#### WORK TASK
If pictures are present, leave them out, and copy the data word for word.
==*==
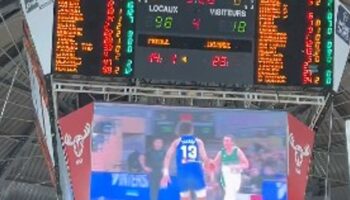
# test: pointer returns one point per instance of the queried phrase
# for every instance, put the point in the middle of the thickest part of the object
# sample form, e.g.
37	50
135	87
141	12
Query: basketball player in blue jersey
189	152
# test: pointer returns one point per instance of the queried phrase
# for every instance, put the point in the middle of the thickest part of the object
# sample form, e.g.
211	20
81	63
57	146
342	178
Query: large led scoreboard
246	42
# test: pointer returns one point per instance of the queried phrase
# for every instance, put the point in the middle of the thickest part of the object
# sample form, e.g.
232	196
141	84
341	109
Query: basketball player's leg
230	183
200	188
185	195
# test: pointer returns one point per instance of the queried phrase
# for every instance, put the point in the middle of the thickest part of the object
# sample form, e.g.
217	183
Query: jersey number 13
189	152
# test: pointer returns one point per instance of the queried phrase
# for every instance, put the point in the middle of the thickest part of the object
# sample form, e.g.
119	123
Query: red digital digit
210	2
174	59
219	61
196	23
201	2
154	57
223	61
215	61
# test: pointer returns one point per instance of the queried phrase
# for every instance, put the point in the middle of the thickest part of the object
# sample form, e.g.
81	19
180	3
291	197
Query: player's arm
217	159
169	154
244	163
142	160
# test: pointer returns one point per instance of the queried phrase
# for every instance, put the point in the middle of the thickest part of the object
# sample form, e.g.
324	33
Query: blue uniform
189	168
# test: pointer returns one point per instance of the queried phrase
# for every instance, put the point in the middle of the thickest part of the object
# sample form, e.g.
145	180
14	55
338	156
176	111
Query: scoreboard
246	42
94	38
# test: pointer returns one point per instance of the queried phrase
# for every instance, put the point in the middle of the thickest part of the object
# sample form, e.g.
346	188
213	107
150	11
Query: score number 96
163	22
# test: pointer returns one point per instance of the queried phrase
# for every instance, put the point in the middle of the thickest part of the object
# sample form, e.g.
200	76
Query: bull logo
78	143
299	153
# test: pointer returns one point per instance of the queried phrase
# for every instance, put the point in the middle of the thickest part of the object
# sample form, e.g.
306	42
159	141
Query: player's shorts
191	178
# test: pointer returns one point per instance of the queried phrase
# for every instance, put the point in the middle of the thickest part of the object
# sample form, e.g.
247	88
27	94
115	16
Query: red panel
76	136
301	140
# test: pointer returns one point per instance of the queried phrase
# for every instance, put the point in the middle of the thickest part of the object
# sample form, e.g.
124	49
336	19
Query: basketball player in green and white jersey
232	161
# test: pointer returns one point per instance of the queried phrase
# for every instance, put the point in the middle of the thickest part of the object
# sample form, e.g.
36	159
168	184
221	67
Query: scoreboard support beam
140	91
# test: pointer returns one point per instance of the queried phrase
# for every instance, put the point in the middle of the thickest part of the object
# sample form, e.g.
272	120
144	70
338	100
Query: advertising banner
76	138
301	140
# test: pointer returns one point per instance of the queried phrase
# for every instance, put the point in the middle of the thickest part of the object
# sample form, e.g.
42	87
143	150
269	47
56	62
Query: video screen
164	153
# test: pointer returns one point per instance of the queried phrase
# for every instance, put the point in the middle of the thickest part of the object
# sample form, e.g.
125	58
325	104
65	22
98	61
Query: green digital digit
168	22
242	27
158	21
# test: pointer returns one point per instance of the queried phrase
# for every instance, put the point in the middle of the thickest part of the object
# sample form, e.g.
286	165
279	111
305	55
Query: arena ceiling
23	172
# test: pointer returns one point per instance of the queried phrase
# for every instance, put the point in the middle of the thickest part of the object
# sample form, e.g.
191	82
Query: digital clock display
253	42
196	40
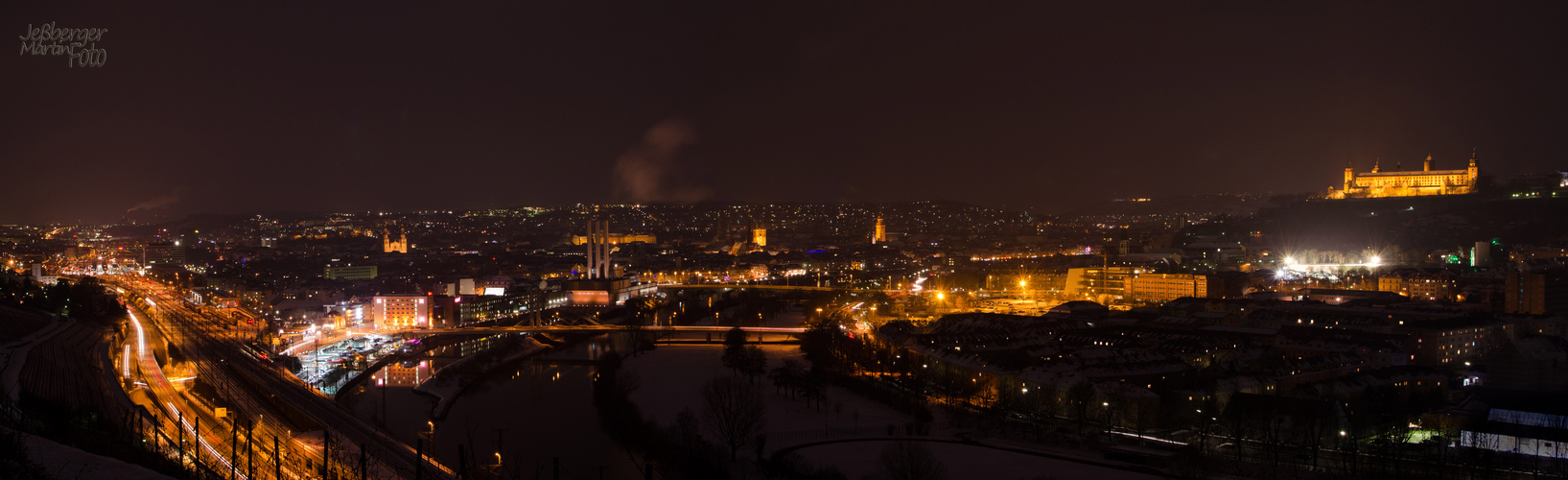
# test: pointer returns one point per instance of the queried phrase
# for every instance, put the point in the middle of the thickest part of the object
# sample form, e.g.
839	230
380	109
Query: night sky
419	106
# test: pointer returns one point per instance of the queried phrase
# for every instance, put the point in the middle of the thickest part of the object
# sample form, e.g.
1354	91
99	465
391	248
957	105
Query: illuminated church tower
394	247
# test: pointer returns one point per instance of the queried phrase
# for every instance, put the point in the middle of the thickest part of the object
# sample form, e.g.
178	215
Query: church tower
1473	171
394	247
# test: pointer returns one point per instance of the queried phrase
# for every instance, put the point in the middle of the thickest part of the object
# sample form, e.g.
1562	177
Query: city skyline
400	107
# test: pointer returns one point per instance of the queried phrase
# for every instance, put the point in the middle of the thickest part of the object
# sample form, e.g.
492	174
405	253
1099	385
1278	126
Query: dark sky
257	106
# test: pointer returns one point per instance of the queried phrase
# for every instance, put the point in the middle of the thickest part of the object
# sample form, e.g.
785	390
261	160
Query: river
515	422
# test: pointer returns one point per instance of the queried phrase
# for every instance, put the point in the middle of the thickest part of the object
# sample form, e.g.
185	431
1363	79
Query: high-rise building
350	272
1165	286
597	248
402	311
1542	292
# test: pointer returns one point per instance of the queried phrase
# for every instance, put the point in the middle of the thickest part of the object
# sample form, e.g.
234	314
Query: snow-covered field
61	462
==*==
#### RESPONSE BOX
# test: pointer returns one point per instance of the queried phrase
# for every instance, put the point in the middle of the thickest part of the object
# sample form, e.g.
37	50
135	87
141	12
Query: basketball player in blue jersey
189	152
# test: pointer returns one point per instance of the queried phrase
# for every instance, put the point in the middle of the thickest part of the object
# sample form, e.g.
211	20
81	63
57	146
342	178
Query: large led scoreboard
246	42
# test: pointer returns one point per instance of the queried phrase
# for every instance, put the point in the middle of the thickest part of the object
# sample form, e.g.
232	196
141	84
341	109
Query: basketball player's leg
230	183
200	188
185	195
# test: pointer returns one point per instance of the queried phrase
# for every instance, put the point in the middle of the thickest part of the object
# sample form, e.g.
217	183
Query: jersey number 13
189	152
# test: pointer returns one point per instance of the queried phrase
# for every instance, put the point in the middle of the thickest part of the object
# sample form, e.g.
119	123
Query: red digital digit
210	2
174	59
219	61
196	23
201	2
154	57
223	61
215	61
# test: pointer returns one point per instance of the queried phrase
# for every instance, put the point in the middle of the thickest part of the object
# sample form, e.g.
81	19
180	3
291	197
Query: player's arm
217	159
169	154
244	163
142	160
# test: pointer returns one point per instance of the queried phrase
# for every instance, put the point in the middle of the thickest part of the object
# sample form, e.g.
324	33
Query: blue uniform
189	168
# test: pointer returns one point per instance of the queried phrase
# for every instance, put the point in the middle of the thickest part of the object
# sample form, e.g.
145	180
14	55
338	156
176	111
Query: scoreboard
246	42
94	38
# test: pointer returns one point per instance of the queried phrase
# for every instance, put the point in the middle of the thickest part of the object
# sample form, e.g.
346	188
213	107
150	11
Query: score number 96
163	22
# test: pointer returns one point per instance of the queried phrase
# for every instance, put the point in the middle of the thickest part of the object
# sample form, e.g.
200	76
Query: bull logo
78	143
299	153
# test: pointer returns one point per instance of the queried phrase
# for every instance, put the point in the middle of the thickest part of the object
# sample form, e.g.
306	42
159	141
Query: player's shorts
191	178
# test: pointer returns one point per instance of the queried phrase
# for every instance, put the point in the middle of the thickest part of the object
# sample form, e.g.
247	88
27	94
115	16
Query: red panel
76	136
301	140
# test: pointer returns one point per instance of the queried phrase
# for every instance, put the point in the middle of the thickest part of the object
# sample form, e.g.
124	49
336	19
Query: basketball player in green and white jersey
232	161
# test: pointer returns one point per instance of the queried phrase
# for every instance, put the point in the middle of the thickest part of the object
# sample form, e.g.
36	159
168	184
221	67
Query: scoreboard support beam
140	91
# test: pointer returns one point per instance of the queried phrase
# for every instance, put the point in the middle of the thickest part of the object
# sample form, e.g.
272	120
144	70
338	100
Query: advertising banner
76	138
301	140
# test: pointer returns one point per instance of the queried phrase
# for every instance, put the point in the middle of the thickest part of the object
# sample form, e.g.
42	87
143	150
269	47
56	62
Query: video screen
164	153
# test: pointer returns one point per instance of the queried phrase
# for every instance, put the point in the middle of the thickest part of the object
# sample form, e.g.
125	58
325	104
65	22
98	61
Query: green digital digit
168	22
242	27
158	21
# test: pointer returns one point per instance of the queried phrase
# for every instance, put the point in the middle of the thickest part of the object
# sample form, e.g.
286	165
279	111
305	55
Query: arena ceiling
23	172
# test: pointer returns one point per instance of the queried phrase
# for every instance, put the point in the middle of the thickest part of the object
# sample form, e.g.
191	82
Query: digital clock display
253	42
196	40
# test: pointer returns one point per instance of the queried phrase
# for every instance, put the point in the middle of the thickest part of the object
# sample form, e.g.
839	230
380	109
Query: night sky
419	106
# test: pointer returns one point per instance of the queried phrase
# for every instance, put the point in the middle of the thickest part of the object
# sample form, e.g.
1354	91
99	465
391	248
957	105
Query: illuminated church tower
394	247
# test: pointer returns one point per instance of the queried phrase
# for every instance, put the point in the middle of the thickest part of the object
# sample form, e.g.
178	215
Query: church tower
1473	171
394	247
# test: pointer returns one point per instance of the queried phrase
# for every instance, put the point in the middle of the thickest part of the object
# sample form, e.g.
1562	177
Query: city skyline
400	107
# test: pointer returns one point per instance of the queried phrase
# for every instance, put the point in the middle of the thickest part of the object
# sample form, e.g.
492	174
405	253
1099	385
1278	126
Query: dark sky
257	106
# test: pointer returns one point per instance of the queried phrase
# for every instance, put the point in the middle of the thickest part of the object
# sample form, e.g.
785	390
261	160
Query: river
515	422
# test: pointer returns one point per instance of the queried phrase
# for every instance, put the point in the middle of the thickest part of the object
# sample form, e.g.
185	431
1363	79
Query: high-rise building
350	272
1165	286
597	248
402	311
1542	292
# test: pointer returns one point per instance of the queried phrase
# for every instance, put the point in the middle of the thickest part of the object
# sample form, e.g.
234	314
Query: snow-covered field
61	462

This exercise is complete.